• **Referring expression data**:
*-*-*

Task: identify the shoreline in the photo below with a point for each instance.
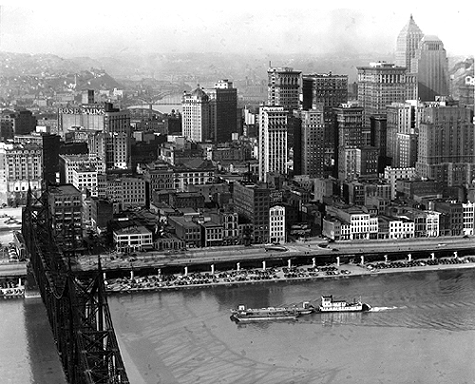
(278, 275)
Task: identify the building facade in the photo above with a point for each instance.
(446, 144)
(432, 68)
(407, 44)
(379, 85)
(65, 207)
(196, 116)
(283, 88)
(273, 155)
(312, 146)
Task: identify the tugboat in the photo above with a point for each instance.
(11, 290)
(305, 309)
(330, 305)
(243, 314)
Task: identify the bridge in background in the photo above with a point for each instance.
(77, 308)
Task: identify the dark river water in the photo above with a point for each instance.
(421, 330)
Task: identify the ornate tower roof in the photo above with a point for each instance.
(407, 43)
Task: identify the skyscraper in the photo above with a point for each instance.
(273, 155)
(330, 91)
(223, 106)
(431, 66)
(446, 144)
(349, 123)
(379, 85)
(117, 129)
(407, 44)
(402, 131)
(283, 88)
(196, 115)
(312, 145)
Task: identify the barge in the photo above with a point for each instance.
(328, 304)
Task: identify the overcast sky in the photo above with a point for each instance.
(314, 27)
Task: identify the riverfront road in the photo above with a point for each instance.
(400, 248)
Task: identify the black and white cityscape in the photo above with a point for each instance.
(160, 167)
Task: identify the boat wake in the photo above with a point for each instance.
(381, 309)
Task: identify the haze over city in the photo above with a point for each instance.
(316, 28)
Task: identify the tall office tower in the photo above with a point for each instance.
(294, 124)
(379, 85)
(446, 142)
(87, 97)
(51, 147)
(431, 66)
(252, 201)
(223, 106)
(283, 88)
(330, 91)
(407, 44)
(65, 206)
(402, 131)
(117, 128)
(312, 145)
(195, 122)
(349, 124)
(23, 170)
(273, 154)
(379, 131)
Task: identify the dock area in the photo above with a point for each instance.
(282, 274)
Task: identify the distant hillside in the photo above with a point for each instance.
(17, 64)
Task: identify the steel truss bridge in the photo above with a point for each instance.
(77, 309)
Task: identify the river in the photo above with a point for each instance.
(421, 330)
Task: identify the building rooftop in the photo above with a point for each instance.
(132, 230)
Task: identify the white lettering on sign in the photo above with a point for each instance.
(82, 111)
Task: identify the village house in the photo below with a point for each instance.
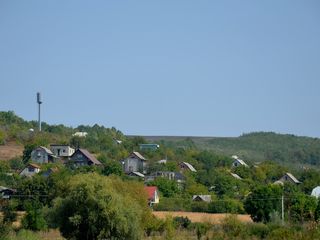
(80, 134)
(175, 176)
(149, 146)
(83, 157)
(64, 151)
(201, 198)
(153, 195)
(238, 162)
(135, 162)
(6, 193)
(288, 178)
(136, 174)
(316, 192)
(30, 170)
(184, 166)
(49, 172)
(42, 155)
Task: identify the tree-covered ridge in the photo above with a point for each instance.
(243, 189)
(257, 147)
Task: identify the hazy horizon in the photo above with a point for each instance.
(182, 68)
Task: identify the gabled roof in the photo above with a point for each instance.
(48, 151)
(88, 155)
(240, 161)
(205, 198)
(236, 176)
(151, 191)
(316, 192)
(163, 161)
(33, 165)
(138, 155)
(292, 178)
(191, 168)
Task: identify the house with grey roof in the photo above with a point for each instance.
(238, 162)
(201, 198)
(135, 162)
(175, 176)
(61, 150)
(288, 178)
(184, 166)
(42, 155)
(30, 170)
(83, 157)
(316, 192)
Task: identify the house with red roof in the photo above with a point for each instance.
(153, 194)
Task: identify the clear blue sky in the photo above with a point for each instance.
(205, 68)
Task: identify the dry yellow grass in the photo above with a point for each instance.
(214, 218)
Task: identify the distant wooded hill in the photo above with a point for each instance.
(255, 147)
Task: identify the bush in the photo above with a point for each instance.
(34, 219)
(97, 207)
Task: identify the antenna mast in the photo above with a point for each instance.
(39, 103)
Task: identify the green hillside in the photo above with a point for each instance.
(256, 147)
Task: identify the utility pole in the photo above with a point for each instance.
(282, 209)
(39, 103)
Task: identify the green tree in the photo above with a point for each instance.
(34, 218)
(28, 148)
(263, 201)
(98, 207)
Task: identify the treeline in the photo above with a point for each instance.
(49, 202)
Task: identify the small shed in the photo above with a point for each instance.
(153, 194)
(42, 155)
(135, 162)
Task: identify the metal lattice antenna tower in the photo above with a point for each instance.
(39, 103)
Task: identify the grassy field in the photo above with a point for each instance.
(213, 218)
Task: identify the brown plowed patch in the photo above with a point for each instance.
(214, 218)
(10, 150)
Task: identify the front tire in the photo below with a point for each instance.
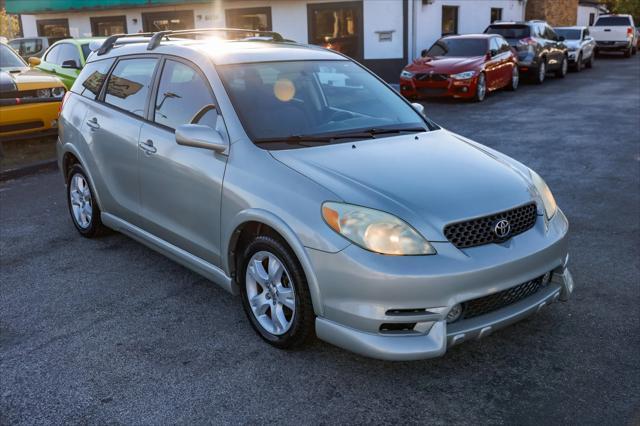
(275, 295)
(82, 204)
(564, 67)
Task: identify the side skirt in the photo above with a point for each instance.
(174, 253)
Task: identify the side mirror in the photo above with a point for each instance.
(200, 136)
(70, 64)
(418, 107)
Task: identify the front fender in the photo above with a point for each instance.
(285, 231)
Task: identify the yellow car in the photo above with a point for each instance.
(29, 99)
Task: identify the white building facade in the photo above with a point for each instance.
(382, 34)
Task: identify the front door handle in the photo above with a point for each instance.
(93, 123)
(147, 146)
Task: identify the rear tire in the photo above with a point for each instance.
(280, 285)
(82, 204)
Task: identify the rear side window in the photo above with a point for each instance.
(129, 83)
(510, 31)
(182, 92)
(90, 80)
(612, 21)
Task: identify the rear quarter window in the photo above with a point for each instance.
(91, 79)
(613, 21)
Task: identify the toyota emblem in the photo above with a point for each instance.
(502, 228)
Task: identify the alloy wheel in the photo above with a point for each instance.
(81, 202)
(270, 293)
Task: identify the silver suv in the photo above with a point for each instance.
(296, 178)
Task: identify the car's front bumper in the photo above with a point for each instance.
(414, 89)
(363, 292)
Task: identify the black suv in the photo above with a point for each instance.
(539, 48)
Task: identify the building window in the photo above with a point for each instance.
(175, 20)
(53, 27)
(255, 18)
(496, 14)
(108, 25)
(337, 26)
(449, 20)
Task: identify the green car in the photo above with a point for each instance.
(66, 58)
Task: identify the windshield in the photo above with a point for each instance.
(509, 31)
(283, 100)
(569, 34)
(10, 59)
(458, 47)
(613, 21)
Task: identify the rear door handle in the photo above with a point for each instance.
(93, 123)
(147, 146)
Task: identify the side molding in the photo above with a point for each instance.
(176, 254)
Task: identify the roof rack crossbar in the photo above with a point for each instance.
(157, 37)
(108, 44)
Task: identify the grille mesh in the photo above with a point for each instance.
(477, 232)
(486, 304)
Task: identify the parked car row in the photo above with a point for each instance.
(470, 66)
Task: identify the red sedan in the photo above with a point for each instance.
(466, 66)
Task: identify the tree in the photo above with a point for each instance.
(9, 25)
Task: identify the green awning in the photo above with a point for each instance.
(44, 6)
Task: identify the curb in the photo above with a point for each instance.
(29, 169)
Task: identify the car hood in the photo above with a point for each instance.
(444, 65)
(27, 79)
(429, 182)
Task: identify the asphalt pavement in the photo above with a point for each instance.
(108, 331)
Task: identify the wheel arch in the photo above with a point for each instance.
(258, 222)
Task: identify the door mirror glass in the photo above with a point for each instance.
(418, 107)
(200, 136)
(70, 64)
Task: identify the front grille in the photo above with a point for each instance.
(493, 302)
(480, 231)
(431, 77)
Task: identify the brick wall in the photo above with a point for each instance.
(555, 12)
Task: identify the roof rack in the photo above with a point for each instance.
(157, 37)
(108, 44)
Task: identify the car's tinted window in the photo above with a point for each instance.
(90, 81)
(128, 84)
(612, 21)
(461, 47)
(509, 31)
(569, 34)
(293, 98)
(52, 54)
(182, 92)
(68, 52)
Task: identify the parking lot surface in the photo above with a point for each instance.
(108, 331)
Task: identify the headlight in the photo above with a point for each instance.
(43, 93)
(406, 74)
(463, 75)
(549, 202)
(374, 230)
(57, 92)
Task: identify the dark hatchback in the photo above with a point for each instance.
(540, 49)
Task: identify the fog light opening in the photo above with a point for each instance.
(454, 314)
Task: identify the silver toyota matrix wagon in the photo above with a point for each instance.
(294, 177)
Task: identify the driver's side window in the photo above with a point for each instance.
(182, 93)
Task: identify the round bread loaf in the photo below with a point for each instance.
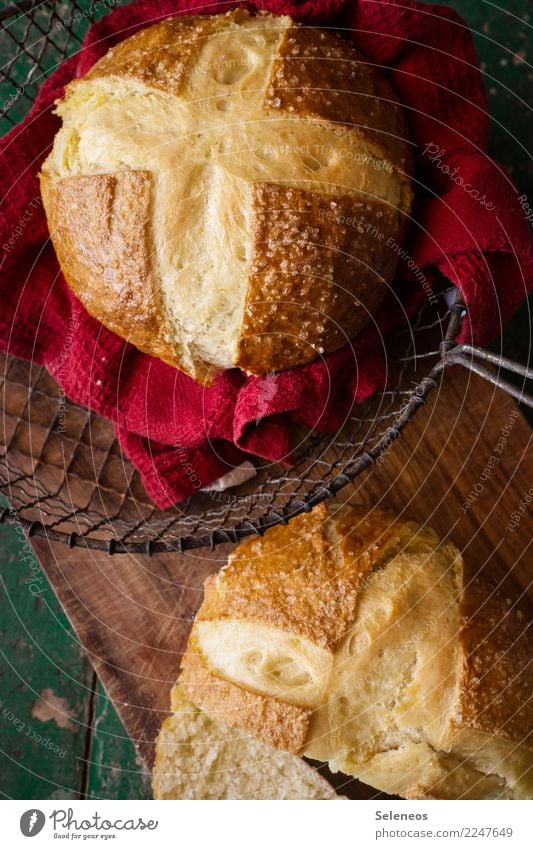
(230, 190)
(357, 640)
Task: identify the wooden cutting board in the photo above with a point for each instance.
(463, 466)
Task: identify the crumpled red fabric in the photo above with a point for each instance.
(467, 222)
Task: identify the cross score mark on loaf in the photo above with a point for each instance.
(198, 192)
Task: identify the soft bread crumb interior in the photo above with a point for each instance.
(266, 660)
(201, 758)
(205, 149)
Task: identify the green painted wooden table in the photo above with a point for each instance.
(60, 736)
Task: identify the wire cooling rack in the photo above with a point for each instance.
(62, 473)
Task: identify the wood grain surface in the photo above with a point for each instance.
(463, 466)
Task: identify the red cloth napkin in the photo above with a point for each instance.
(467, 222)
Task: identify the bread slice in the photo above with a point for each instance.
(407, 675)
(198, 757)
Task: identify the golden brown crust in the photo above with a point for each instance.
(497, 676)
(321, 263)
(99, 225)
(158, 56)
(276, 723)
(319, 74)
(292, 579)
(320, 266)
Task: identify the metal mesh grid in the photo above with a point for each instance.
(66, 475)
(68, 479)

*-*-*

• **YOUR INSTRUCTIONS**: From the line that contains "Task: identify the metal mesh" to the last line of the data, write out each line exactly and add nothing.

• **EXERCISE ANSWER**:
Task: identify the metal mesh grid in the photo above with a point for each instance.
(66, 475)
(68, 479)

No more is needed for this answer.